_AIM OF THE TASK_
Copy the following items word for word, including every line.
______________________________
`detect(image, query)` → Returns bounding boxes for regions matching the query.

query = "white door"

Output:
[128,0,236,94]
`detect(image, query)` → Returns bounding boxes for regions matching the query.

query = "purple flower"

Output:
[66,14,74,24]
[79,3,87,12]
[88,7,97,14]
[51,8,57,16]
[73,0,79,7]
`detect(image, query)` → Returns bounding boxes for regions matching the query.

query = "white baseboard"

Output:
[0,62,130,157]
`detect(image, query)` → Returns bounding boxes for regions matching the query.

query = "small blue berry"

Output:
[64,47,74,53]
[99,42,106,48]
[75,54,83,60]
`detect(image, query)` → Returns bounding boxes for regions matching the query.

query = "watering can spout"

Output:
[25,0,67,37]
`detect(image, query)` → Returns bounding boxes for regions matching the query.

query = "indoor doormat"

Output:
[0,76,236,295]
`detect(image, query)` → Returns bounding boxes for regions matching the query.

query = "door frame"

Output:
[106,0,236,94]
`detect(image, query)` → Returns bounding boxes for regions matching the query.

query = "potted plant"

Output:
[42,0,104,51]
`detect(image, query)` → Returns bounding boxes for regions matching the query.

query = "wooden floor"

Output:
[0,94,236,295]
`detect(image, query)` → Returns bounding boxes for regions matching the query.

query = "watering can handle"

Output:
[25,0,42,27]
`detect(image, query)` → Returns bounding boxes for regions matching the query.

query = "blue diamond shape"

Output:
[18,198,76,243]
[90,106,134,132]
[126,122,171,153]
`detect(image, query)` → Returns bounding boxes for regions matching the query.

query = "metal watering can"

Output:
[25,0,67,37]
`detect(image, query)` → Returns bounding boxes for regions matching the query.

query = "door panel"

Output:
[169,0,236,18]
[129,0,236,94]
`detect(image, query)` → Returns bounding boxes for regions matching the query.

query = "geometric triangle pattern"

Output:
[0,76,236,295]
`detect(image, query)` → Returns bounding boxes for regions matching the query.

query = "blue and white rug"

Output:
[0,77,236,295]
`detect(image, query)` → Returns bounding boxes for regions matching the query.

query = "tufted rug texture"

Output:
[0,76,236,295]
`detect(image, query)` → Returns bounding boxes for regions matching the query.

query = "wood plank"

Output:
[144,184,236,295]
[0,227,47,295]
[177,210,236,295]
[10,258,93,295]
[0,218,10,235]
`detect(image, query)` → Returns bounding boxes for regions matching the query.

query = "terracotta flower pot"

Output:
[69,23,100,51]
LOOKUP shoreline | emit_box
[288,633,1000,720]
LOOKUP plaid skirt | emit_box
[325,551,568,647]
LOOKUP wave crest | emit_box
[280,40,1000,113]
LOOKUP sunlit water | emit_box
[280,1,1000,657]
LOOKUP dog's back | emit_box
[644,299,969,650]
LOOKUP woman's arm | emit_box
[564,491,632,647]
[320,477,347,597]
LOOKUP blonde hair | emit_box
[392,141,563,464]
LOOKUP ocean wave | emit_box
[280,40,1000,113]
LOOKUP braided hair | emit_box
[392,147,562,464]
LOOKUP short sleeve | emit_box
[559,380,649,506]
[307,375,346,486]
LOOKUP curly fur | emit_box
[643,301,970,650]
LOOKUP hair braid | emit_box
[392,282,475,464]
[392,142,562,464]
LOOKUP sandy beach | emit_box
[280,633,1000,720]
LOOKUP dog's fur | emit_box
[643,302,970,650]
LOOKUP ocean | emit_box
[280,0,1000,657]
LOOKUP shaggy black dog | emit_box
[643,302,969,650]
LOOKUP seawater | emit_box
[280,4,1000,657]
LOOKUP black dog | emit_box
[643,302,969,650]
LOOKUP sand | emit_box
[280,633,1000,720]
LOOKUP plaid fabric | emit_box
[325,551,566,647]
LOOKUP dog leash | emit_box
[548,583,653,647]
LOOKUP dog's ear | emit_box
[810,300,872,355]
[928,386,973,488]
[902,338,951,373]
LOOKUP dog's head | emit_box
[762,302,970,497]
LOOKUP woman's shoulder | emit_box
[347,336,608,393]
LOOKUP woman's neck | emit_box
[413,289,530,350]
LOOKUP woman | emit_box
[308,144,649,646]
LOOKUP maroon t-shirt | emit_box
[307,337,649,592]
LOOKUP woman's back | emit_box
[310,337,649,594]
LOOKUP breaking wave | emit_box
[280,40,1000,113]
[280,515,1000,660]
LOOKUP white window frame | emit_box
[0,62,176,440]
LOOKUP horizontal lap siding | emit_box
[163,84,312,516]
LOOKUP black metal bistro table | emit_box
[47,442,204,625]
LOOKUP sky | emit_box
______________________________
_THE ANSWER_
`detect(image, query)` → Returns bounding boxes for regions matching the query.

query = "white door"

Output:
[128,0,236,94]
`detect(image, query)` → Returns bounding boxes for regions matching the query.

query = "purple flower"

Output:
[66,14,74,24]
[79,3,87,12]
[88,7,97,14]
[51,8,57,16]
[73,0,79,7]
`detect(image, query)` → Returns bounding boxes for regions matching the query.

query = "white baseboard"

Output:
[0,62,130,157]
`detect(image, query)` → Returns bounding boxes for regions matching the query.

query = "small blue berry"

Output:
[64,47,74,53]
[99,42,106,48]
[75,54,83,60]
`detect(image, query)` → Returns bounding boxes for regions matching the query.

query = "watering can spout"

Output:
[25,0,67,37]
`detect(image, query)` → Returns bounding boxes for regions matching the query.

query = "indoor doormat"

Output:
[0,76,236,295]
`detect(image, query)` → Returns bounding boxes for regions matching the query.

query = "door frame"

Output:
[106,0,236,94]
`detect(image, query)` → Returns bounding boxes for regions matching the query.

query = "potted plant"

Output:
[42,0,104,51]
`detect(image, query)` → Returns bounding boxes for regions matching the query.

query = "wooden floor"

Output:
[0,94,236,295]
`detect(image, query)` → Returns bounding boxes for regions matching the query.

query = "watering can handle"

Output:
[25,0,42,27]
`detect(image, query)` → Returns bounding boxes for regions matching the query.

query = "blue diamond shape"

Output:
[18,198,76,243]
[90,106,134,132]
[126,122,171,153]
`detect(image, query)` → Returns bounding boxes for regions matching the query.

query = "metal watering can"

Output:
[25,0,67,37]
`detect(image, query)` → Returns bounding boxes for regions matching the query.

query = "door panel"

Output:
[169,0,236,18]
[129,0,236,94]
`detect(image, query)` → Returns bounding boxes for regions matching the query.

query = "geometric triangle pattern"

Output:
[0,76,236,295]
`detect(image, query)` → Returns bounding boxes for regions matching the query.

query = "blue and white rug"

Output:
[0,77,236,295]
`detect(image, query)` → Returns bounding boxes for regions matching the query.

query = "tufted rug texture"

Output:
[0,76,236,295]
`detect(image, query)` → Returns bounding boxes for regions matching the query.

query = "wood plank"

Output:
[144,184,236,295]
[0,227,47,295]
[177,210,236,295]
[10,258,93,295]
[0,218,10,235]
`detect(image, query)` → Returns bounding boxes for regions matching the query.

query = "terracotta flower pot"

Output:
[69,23,100,51]
LOOKUP shoreline | emit_box
[288,633,1000,720]
LOOKUP plaid skirt | emit_box
[325,551,568,647]
LOOKUP wave crest | emit_box
[280,40,1000,113]
LOOKUP sunlit water | emit_box
[280,1,1000,657]
LOOKUP dog's back | emit_box
[644,299,969,650]
LOOKUP woman's arm | emit_box
[564,491,632,647]
[320,477,347,597]
LOOKUP blonde hair | emit_box
[392,141,563,464]
LOOKUP ocean wave | emit_box
[280,40,1000,113]
LOOKUP braided hair | emit_box
[392,147,562,464]
LOOKUP short sleeve | emit_box
[559,380,649,506]
[307,375,346,486]
LOOKUP curly fur | emit_box
[643,301,970,650]
LOOKUP hair braid | emit_box
[392,282,475,464]
[392,142,562,464]
LOOKUP sandy beach | emit_box
[280,633,1000,720]
LOOKUP dog's fur | emit_box
[643,302,970,650]
LOOKUP ocean | emit_box
[280,0,1000,657]
LOOKUP shaggy black dog | emit_box
[643,302,969,650]
LOOKUP seawater | emit_box
[280,4,1000,657]
LOOKUP black dog | emit_box
[643,302,969,650]
LOOKUP sand | emit_box
[280,633,1000,720]
LOOKUP plaid fabric | emit_box
[325,551,566,647]
LOOKUP dog leash | emit_box
[548,583,653,647]
LOOKUP dog's ear | emit_box
[810,300,872,355]
[928,386,973,488]
[902,338,951,373]
LOOKUP dog's head | emit_box
[762,302,970,497]
LOOKUP woman's shoulder | emit_box
[347,336,608,393]
LOOKUP woman's neck | emit_box
[413,289,530,350]
LOOKUP woman | emit_box
[308,144,649,646]
LOOKUP maroon t-shirt | emit_box
[307,337,649,592]
LOOKUP woman's back | emit_box
[310,337,649,594]
LOOKUP breaking wave | emit_box
[280,40,1000,113]
[280,515,1000,660]
LOOKUP white window frame | emit_box
[0,62,176,440]
LOOKUP horizontal lap siding | emit_box
[163,84,312,516]
LOOKUP black metal bistro table | emit_box
[47,442,204,625]
LOOKUP sky | emit_box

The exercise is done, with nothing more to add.